◆ **Short exercise**
Swap every "Point out each one with a dot" in the material below for "Mark each one with a point" and give the lines back with nothing else changed. Leave the pictures out of your answer.

[Saved dataset items]
——
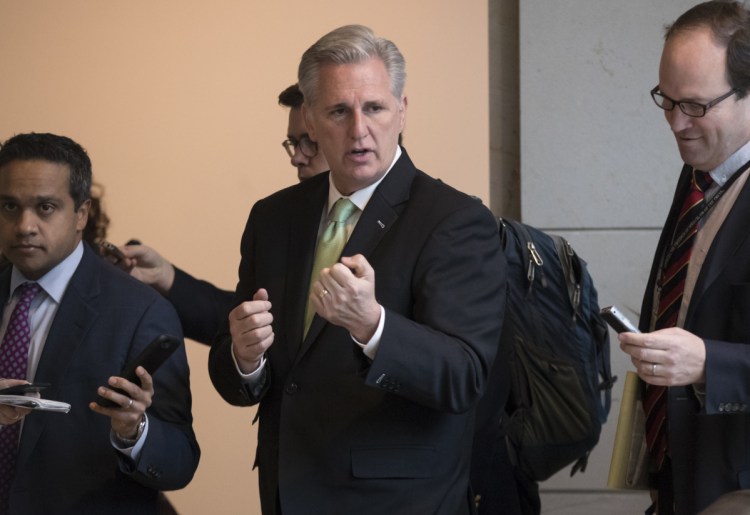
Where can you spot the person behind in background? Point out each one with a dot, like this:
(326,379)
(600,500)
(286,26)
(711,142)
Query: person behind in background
(201,306)
(367,372)
(72,321)
(694,351)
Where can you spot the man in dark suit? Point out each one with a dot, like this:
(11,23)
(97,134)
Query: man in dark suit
(86,322)
(694,353)
(371,408)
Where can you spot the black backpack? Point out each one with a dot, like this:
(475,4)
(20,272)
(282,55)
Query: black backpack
(558,347)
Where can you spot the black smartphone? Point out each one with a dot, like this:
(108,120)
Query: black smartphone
(110,249)
(150,358)
(23,389)
(617,320)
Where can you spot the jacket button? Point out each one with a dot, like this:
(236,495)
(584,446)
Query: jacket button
(291,388)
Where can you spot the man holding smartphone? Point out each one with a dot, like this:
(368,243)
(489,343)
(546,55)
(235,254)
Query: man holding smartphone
(694,352)
(73,321)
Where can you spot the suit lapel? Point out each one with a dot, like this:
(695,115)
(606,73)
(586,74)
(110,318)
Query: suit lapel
(303,234)
(730,238)
(74,317)
(381,213)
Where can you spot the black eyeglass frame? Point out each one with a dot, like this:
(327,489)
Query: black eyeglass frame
(307,146)
(681,103)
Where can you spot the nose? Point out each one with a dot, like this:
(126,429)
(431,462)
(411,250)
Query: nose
(27,222)
(677,120)
(299,159)
(359,125)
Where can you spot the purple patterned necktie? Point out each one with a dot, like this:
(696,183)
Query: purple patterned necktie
(14,358)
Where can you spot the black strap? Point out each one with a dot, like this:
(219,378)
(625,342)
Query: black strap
(710,203)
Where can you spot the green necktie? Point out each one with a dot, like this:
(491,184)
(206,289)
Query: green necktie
(329,248)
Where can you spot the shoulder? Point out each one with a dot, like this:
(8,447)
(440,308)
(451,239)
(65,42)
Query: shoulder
(435,198)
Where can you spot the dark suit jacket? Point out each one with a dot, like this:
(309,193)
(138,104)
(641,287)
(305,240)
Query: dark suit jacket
(66,463)
(201,306)
(341,434)
(709,444)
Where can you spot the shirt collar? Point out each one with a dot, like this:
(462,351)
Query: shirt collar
(725,170)
(360,198)
(56,280)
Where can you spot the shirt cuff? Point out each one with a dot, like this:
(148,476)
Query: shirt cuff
(371,347)
(133,452)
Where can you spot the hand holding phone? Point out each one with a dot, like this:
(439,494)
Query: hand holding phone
(618,321)
(23,389)
(110,250)
(150,358)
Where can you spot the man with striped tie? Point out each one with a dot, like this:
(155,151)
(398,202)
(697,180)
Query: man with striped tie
(694,352)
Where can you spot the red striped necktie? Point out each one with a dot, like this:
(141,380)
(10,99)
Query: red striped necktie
(672,283)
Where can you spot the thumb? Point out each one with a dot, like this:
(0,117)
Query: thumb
(261,294)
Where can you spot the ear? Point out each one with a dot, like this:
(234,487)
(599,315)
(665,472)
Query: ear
(402,112)
(309,124)
(82,215)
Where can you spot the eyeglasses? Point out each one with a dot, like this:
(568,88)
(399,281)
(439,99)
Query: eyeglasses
(307,146)
(693,109)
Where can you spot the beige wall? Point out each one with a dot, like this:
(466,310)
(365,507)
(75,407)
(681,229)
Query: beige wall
(176,103)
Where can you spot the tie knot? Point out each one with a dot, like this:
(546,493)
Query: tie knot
(27,291)
(701,180)
(342,210)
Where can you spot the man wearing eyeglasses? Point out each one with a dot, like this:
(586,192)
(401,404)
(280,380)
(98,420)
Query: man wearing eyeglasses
(694,352)
(200,305)
(301,149)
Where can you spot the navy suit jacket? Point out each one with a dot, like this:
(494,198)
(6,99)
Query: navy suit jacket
(709,443)
(66,463)
(342,434)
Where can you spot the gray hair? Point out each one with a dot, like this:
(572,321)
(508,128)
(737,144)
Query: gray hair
(350,44)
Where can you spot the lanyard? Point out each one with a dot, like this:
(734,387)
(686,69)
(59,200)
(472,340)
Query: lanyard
(709,204)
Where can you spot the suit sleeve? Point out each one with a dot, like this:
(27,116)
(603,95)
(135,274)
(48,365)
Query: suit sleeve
(221,366)
(439,355)
(170,454)
(201,306)
(727,369)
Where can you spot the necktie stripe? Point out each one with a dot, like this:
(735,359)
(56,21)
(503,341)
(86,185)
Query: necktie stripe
(672,281)
(330,245)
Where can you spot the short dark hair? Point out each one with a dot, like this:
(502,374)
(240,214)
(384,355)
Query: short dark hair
(729,22)
(291,97)
(55,149)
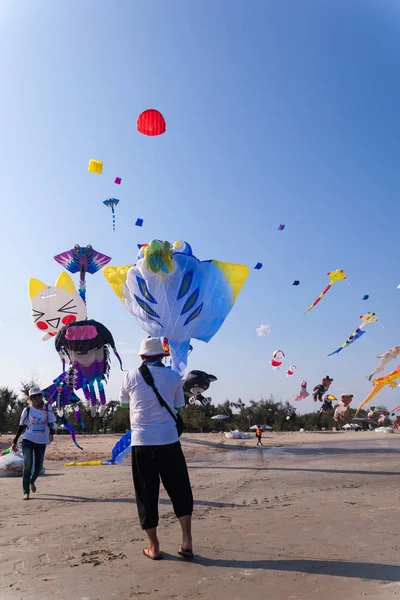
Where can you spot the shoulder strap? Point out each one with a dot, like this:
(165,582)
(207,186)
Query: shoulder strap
(148,377)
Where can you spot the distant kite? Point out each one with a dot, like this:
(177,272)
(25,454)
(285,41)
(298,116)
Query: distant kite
(112,203)
(302,392)
(366,320)
(277,359)
(388,379)
(386,358)
(95,166)
(337,275)
(151,122)
(82,260)
(291,371)
(263,330)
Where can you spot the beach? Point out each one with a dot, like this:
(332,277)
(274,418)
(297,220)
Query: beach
(310,515)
——
◆ **Solution below**
Where can you spot the person behind in background? Mark each one with a point, like this:
(326,379)
(600,500)
(286,26)
(711,142)
Query: person behind in background
(201,306)
(367,372)
(72,321)
(694,351)
Where can you spot the man in dark suit? Mark each one with a point, like this:
(11,23)
(97,134)
Query: man in dark suit
(86,322)
(694,353)
(371,408)
Where can you spot the black backpack? Mark each one with a point, like this:
(475,4)
(20,272)
(282,55)
Query: black backpack
(558,347)
Where can you spot the black smartphone? Mark each one with a point, like this:
(108,120)
Query: black smartphone
(110,249)
(150,358)
(23,389)
(617,320)
Where can you spot the jacket button? Mark each one with a point, like this:
(236,495)
(584,446)
Query: jacket button
(291,388)
Where can you spot the man holding smartphone? Mark each one with a point, like this:
(368,243)
(489,343)
(546,55)
(235,254)
Query: man holding smartphone
(694,352)
(73,321)
Where can you spot the suit lapel? Mark each one with a point, like this:
(695,115)
(606,73)
(586,74)
(110,318)
Query: suit lapel
(303,234)
(730,238)
(74,317)
(381,213)
Where can you spot the black eyeglass frame? Mark each one with a point, like this:
(327,489)
Query: black eyeglass frame
(307,146)
(681,103)
Where can you spot the nose? Mark each one with a point, like this:
(126,429)
(431,462)
(411,250)
Query: nose
(27,222)
(677,120)
(299,159)
(359,125)
Where can you spot the purple patterned necktie? Mark each one with a point, like this:
(696,183)
Query: purple patterned necktie
(14,358)
Where can you spot the black strap? Mark each one with a point, like this:
(219,378)
(625,342)
Query: black strap
(710,203)
Where can you spot the green necktie? Mark each one with a point, like this:
(491,184)
(206,289)
Query: green necktie
(329,248)
Where can you spot the shoulder? Mark each one with a point, like this:
(8,447)
(440,308)
(451,239)
(65,42)
Query: shoulder
(435,198)
Where can you spot the dark suit jacket? Mark each one with a point, like this:
(309,193)
(138,104)
(641,287)
(305,240)
Query: dark suit jacket
(66,463)
(201,306)
(341,434)
(709,444)
Where can you spot the shirt collar? Mark each one with a point, like this:
(462,351)
Query: shirt collar
(725,170)
(360,198)
(56,280)
Where can you spot the shirt cuff? Mark each one with a point, like this:
(148,476)
Query: shirt cuff
(371,347)
(133,452)
Where can you spot the hand holding phone? Mark each one with a point, like this:
(439,494)
Query: hand holding phone
(618,321)
(23,389)
(110,250)
(150,358)
Where can you spot the man with striped tie? Mark each one with a point, like this:
(155,151)
(398,202)
(697,180)
Query: man with striped tie
(694,352)
Where can you spot the red striped necktie? Mark each one with a point, like this:
(141,380)
(10,99)
Query: red striped necktie
(672,283)
Where can you spot the thumb? Mark each one with a point, like this:
(0,117)
Query: thumb
(261,294)
Where can you spot the ear? Mark each one with a point, like this:
(234,487)
(599,315)
(665,472)
Query: ear
(402,112)
(309,124)
(82,215)
Where can you spot the eyeglasses? Mark each one with a point, like this:
(568,88)
(399,281)
(439,99)
Query: eyeglasses
(307,146)
(693,109)
Where can you spot the beige wall? Mark each one with a point, like this:
(466,310)
(365,507)
(75,407)
(681,229)
Query: beige wall
(176,103)
Where can you spot the tie knot? Mark each one with a point, like this:
(546,493)
Query: tie knot
(27,291)
(701,180)
(342,210)
Where can you spot the man wearing eyeglasses? Mark each one with a point, like this:
(586,192)
(401,404)
(280,380)
(98,420)
Query: man wearing eyeglasses
(694,352)
(200,305)
(301,149)
Where can you spot the navy suit jacket? Mark each one with a point, like this:
(494,198)
(6,99)
Query: navy suit jacket
(709,443)
(66,463)
(342,434)
Where can you spot the gray hair? Mark each one with a point, like this:
(572,321)
(508,128)
(737,144)
Query: gray hair
(350,44)
Where can you spot the lanyard? Mark each one with a point, like this:
(734,387)
(686,69)
(59,200)
(472,340)
Query: lanyard
(709,204)
Where can you spot the suit sleeve? Mark each one with a point, like this:
(27,116)
(603,95)
(135,274)
(48,365)
Query: suit sleeve
(221,366)
(439,355)
(170,454)
(201,306)
(727,369)
Where can you spot the necktie stripe? Mark each one with a point, like this:
(735,359)
(56,21)
(503,341)
(86,185)
Query: necktie stripe
(672,281)
(330,245)
Where can you spot the short dark hair? Mark each one with a point, like this:
(502,374)
(240,214)
(384,355)
Query: short dark hair
(729,22)
(291,97)
(55,149)
Where can you spot the shoulder strap? Mark each one with a point, like this:
(165,582)
(207,186)
Query: shoulder strap
(148,377)
Where can you spot the distant kite? Mark each one with a point, like this:
(177,272)
(25,454)
(285,41)
(298,116)
Query: distant kite
(112,203)
(302,392)
(366,320)
(277,359)
(388,379)
(386,358)
(95,166)
(337,275)
(151,122)
(82,260)
(291,371)
(263,330)
Where can you spot the beach? Mark each one with a point, like this:
(332,277)
(274,418)
(297,220)
Query: beach
(310,515)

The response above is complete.